ASSIGNED TASK: Keep only those lines of the records that include the string "green".

MATERIAL FOR THE TASK:
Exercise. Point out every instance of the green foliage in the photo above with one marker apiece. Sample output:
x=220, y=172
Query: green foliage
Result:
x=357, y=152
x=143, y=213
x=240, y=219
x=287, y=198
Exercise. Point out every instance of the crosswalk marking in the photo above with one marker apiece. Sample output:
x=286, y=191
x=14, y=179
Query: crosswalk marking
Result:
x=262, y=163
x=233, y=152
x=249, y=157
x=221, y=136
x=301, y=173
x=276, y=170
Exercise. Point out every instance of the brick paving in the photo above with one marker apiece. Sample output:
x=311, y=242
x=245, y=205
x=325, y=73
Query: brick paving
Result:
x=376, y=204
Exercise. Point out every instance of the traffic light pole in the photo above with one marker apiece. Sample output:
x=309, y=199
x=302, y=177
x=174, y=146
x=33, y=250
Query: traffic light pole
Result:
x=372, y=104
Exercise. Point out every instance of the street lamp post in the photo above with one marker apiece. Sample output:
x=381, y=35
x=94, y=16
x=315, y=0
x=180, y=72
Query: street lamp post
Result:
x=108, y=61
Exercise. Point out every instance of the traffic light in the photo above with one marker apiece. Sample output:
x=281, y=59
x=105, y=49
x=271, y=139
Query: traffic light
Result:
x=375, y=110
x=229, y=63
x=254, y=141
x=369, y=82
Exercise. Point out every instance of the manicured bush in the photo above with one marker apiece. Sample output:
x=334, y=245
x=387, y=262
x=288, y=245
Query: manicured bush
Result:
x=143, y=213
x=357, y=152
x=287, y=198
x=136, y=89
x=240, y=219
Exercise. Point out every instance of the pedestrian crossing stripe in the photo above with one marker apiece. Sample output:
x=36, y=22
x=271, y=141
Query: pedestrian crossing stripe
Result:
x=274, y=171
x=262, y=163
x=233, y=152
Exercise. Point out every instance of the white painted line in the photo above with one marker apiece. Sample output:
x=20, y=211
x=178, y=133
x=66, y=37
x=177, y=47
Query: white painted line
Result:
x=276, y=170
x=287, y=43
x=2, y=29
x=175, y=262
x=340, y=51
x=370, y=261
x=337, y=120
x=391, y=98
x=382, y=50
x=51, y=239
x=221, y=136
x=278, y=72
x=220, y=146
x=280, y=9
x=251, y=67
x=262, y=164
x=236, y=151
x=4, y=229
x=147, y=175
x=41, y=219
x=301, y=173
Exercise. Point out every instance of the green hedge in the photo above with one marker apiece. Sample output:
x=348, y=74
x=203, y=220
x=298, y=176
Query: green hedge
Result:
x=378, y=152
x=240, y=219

ANSWER BOX:
Exercise. Point out every instance of the green foliage in the photo above with one marker apiece. Sample output:
Query: green foliage
Exercise. Point out every instance of the green hedge in the photo above with one marker apiece. Sample output:
Query: green hedge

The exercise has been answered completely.